- _Aim_: Print, please, the line that contains "One marker belongs on each instance of the man's" and each line after it to the end of the entries, unchanged and with nothing else.

- _Extracted material_:
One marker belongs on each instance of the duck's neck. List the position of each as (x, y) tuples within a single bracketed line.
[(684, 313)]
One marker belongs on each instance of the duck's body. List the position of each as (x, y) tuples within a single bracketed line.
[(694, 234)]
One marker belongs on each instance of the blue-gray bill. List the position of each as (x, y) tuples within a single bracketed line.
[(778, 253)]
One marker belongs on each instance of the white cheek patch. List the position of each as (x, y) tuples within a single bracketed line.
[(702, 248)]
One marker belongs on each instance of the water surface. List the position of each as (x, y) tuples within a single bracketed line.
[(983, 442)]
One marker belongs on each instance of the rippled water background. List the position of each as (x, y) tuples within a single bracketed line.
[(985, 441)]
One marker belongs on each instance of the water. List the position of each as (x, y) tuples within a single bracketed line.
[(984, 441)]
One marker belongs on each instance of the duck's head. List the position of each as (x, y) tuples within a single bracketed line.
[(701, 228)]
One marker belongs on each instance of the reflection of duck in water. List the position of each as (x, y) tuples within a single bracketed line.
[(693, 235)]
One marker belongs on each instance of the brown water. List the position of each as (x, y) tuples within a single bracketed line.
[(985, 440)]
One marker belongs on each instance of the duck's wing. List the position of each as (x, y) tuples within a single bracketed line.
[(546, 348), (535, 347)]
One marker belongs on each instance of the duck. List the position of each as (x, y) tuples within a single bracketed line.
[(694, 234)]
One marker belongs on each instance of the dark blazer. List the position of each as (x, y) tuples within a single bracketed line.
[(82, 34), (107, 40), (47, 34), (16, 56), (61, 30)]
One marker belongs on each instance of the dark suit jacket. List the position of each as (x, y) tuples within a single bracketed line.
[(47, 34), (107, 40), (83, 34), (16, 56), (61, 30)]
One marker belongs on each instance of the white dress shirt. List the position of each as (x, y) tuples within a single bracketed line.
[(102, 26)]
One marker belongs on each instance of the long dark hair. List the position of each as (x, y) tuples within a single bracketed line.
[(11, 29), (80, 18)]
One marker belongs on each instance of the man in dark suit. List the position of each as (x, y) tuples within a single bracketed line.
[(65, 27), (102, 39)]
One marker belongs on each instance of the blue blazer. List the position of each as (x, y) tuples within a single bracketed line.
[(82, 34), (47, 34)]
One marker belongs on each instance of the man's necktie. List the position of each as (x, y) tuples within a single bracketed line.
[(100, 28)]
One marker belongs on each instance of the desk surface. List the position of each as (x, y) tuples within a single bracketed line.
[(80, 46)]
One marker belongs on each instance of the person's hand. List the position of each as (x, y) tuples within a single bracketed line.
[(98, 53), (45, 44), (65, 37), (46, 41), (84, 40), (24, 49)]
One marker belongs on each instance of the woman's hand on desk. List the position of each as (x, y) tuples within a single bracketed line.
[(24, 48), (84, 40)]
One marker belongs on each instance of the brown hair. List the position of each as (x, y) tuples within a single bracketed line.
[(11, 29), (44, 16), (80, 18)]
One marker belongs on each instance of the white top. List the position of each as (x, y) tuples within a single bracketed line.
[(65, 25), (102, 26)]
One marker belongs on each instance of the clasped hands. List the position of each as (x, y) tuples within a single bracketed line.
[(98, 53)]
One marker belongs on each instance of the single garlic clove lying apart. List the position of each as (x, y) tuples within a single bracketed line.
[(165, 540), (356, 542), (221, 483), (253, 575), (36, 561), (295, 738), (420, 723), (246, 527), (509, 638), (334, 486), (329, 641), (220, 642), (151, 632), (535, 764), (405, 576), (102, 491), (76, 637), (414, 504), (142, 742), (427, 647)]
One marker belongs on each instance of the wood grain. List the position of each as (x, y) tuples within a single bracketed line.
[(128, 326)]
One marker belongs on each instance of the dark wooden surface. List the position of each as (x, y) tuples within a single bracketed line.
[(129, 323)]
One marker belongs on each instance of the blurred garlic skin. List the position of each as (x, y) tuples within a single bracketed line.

- _Written answer_:
One marker belongs on each instance of the man's necktie. List the position of each as (x, y) tuples within a single bracketed line.
[(100, 28)]
One marker belongs on each instance of the desk surface. List the position of each as (x, y) tuples within a single bracketed line.
[(80, 46)]
One marker belongs on each instance of the person's hand. List the position of each as (x, y) tuples within a single bracketed line.
[(98, 53), (45, 44), (65, 37), (46, 41), (84, 40), (24, 49)]
One marker belongs on each instance of the woman's hand on desk. List the position of each as (x, y) tuples within a single bracketed line.
[(24, 48), (84, 40)]
One marker belongs on each instance of the brown hair. List the position of each as (x, y) tuples within a single bracketed line.
[(11, 29), (44, 16), (80, 18)]
One marker belongs on each instance of the white top. List the position of each as (x, y) tuples within a single bracketed line.
[(65, 25), (102, 26)]
One marker belongs on each instance of the clasped hands. List the position of each as (x, y) tuples within a single bracketed line.
[(98, 53)]
One marker belongs on each instance of the single garlic clove lying apart. List the position of each as (x, y) tuples within a single bracketed line.
[(165, 540), (356, 542), (221, 483), (253, 575), (36, 561), (295, 738), (420, 723), (246, 527), (509, 638), (334, 486), (329, 641), (220, 642), (151, 632), (535, 764), (405, 576), (102, 491), (76, 637), (414, 504), (142, 742), (427, 647)]
One marker belongs on each instance of the wood grain. List the position of each as (x, y) tuples within a single bracketed line.
[(128, 326)]
One marker belongs on each instance of the dark wooden surface. List the position of each as (x, y) tuples within a single bracketed line.
[(129, 323)]
One marker belongs on each instance of the blurred garlic skin. List the position of each as (x, y) tuples within a single bracketed line.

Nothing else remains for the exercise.